begin Page excerpt
3. Orhan Pamuk wrote this great piece on C.P. Cavafy in The New York Times Sunday Book Review. Cavafy’s “The City,” included in full here, is one of my favorite poems – the last few lines serve as the epigraph to Gravesend.

“The City” by C. P. Cavafy

You said: “I’ll go to another country, go to another shore,
find another city better than this one.
Whatever I try to do is fated to turn out wrong
and my heart lies buried as though it were something dead.
How long can I let my mind moulder in this place?
Wherever I turn, wherever I happen to look,
I see the black ruins of my life, here,
where I’ve spent so many years, wasted them, destroyed them totally.”

You won’t find a new country, won’t find another shore.
This city will always pursue you. You will walk
the same streets, grow old in the same neighborhoods,
will turn gray in these same houses.
end Page excerpt
begin Data provided
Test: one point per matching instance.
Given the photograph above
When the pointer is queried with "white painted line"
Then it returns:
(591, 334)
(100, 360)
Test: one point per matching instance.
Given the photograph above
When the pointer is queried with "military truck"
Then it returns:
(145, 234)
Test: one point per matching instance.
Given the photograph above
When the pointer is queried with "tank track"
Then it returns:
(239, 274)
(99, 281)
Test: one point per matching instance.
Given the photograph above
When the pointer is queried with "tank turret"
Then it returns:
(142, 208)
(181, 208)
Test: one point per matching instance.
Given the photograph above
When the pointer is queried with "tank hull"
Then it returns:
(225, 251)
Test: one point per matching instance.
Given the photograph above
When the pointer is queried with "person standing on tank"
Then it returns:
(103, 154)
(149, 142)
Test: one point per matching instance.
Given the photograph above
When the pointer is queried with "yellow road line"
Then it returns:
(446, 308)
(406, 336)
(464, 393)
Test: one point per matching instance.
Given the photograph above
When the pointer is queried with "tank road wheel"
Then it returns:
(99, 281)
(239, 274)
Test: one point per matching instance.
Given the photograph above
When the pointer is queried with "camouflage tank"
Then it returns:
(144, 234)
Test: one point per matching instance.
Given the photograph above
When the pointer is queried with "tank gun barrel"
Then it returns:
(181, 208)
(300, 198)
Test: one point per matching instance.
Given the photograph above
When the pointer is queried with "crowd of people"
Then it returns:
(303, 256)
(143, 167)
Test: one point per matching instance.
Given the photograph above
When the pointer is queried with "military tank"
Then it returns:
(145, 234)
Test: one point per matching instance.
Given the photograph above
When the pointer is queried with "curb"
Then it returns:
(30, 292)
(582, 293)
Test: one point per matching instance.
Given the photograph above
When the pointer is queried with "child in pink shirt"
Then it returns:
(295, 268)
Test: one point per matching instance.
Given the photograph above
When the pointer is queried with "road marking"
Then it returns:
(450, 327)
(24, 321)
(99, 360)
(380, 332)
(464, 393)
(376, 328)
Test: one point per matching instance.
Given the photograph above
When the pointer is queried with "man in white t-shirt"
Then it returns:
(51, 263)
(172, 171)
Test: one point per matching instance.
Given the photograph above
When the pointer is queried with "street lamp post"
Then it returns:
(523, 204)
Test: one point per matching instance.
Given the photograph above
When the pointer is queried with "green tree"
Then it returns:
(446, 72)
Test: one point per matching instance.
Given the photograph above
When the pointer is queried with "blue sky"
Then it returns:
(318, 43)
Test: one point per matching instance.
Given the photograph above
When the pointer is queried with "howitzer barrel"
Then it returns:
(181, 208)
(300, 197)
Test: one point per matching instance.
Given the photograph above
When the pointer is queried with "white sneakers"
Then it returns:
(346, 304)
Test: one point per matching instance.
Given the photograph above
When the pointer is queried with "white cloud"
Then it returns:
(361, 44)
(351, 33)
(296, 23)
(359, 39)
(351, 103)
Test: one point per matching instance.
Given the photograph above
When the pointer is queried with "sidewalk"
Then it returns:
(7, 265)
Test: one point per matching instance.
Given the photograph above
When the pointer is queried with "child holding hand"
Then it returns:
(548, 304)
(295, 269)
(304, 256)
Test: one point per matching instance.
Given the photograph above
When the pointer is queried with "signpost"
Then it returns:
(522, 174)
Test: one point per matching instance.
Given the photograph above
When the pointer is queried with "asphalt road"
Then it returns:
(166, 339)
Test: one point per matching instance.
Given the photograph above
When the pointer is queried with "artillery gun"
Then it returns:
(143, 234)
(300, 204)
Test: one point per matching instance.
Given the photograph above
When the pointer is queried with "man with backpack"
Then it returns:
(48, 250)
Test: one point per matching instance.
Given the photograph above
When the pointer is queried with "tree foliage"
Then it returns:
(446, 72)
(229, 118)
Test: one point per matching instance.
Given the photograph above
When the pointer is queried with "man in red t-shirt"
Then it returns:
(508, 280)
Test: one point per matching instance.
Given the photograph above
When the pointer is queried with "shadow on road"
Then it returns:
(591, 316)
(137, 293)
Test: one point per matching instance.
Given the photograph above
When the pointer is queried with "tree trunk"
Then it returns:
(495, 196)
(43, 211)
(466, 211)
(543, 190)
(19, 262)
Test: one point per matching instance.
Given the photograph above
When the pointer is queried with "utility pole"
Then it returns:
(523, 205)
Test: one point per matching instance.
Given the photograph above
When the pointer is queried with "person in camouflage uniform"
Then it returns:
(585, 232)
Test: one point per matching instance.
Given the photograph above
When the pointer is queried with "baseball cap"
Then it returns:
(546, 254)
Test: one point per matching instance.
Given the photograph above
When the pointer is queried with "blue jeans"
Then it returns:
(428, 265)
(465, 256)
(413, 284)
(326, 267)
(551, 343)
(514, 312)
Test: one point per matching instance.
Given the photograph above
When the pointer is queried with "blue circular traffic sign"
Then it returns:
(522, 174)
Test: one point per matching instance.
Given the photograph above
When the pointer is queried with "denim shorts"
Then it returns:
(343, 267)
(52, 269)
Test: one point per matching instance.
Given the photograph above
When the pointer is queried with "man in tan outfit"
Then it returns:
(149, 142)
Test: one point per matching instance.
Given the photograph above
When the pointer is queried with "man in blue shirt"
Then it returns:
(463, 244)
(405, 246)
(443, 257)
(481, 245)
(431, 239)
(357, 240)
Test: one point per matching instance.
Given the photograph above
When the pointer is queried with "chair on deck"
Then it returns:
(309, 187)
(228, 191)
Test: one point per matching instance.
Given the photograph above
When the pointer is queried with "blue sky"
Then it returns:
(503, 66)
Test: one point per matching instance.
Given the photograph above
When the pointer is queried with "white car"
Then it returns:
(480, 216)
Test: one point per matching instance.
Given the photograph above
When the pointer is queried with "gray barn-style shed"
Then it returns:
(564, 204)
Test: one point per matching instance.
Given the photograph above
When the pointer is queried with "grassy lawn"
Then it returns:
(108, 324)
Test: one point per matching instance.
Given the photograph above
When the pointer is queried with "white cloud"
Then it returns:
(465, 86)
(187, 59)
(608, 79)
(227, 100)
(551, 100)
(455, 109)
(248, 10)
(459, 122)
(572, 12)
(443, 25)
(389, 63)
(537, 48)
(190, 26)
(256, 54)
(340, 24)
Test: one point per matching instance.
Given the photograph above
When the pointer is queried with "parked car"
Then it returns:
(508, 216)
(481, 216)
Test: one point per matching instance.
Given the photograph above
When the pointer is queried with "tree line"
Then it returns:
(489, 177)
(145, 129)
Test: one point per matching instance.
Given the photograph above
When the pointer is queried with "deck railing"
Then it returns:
end Data provided
**Objectives:**
**A.** Answer the following about the Cavafy excerpt:
(i) In which publication did Orhan Pamuk's piece on Cavafy appear?
(ii) What do the last few lines of "The City" serve as?
(iii) In the poem, what is seen wherever the quoted voice turns or happens to look?
**B.** Reproduce a passage from the Cavafy excerpt word for word. Begin at the words "3. Orhan Pamuk", and stop after "than this one.".

**In response:**
**A.**
(i) The New York Times Sunday Book Review.
(ii) The epigraph to Gravesend.
(iii) The black ruins of that voice's life.

**B.**
3. Orhan Pamuk wrote this great piece on C.P. Cavafy in The New York Times Sunday Book Review. Cavafy’s “The City,” included in full here, is one of my favorite poems – the last few lines serve as the epigraph to Gravesend.

“The City” by C. P. Cavafy

You said: “I’ll go to another country, go to another shore,
find another city better than this one.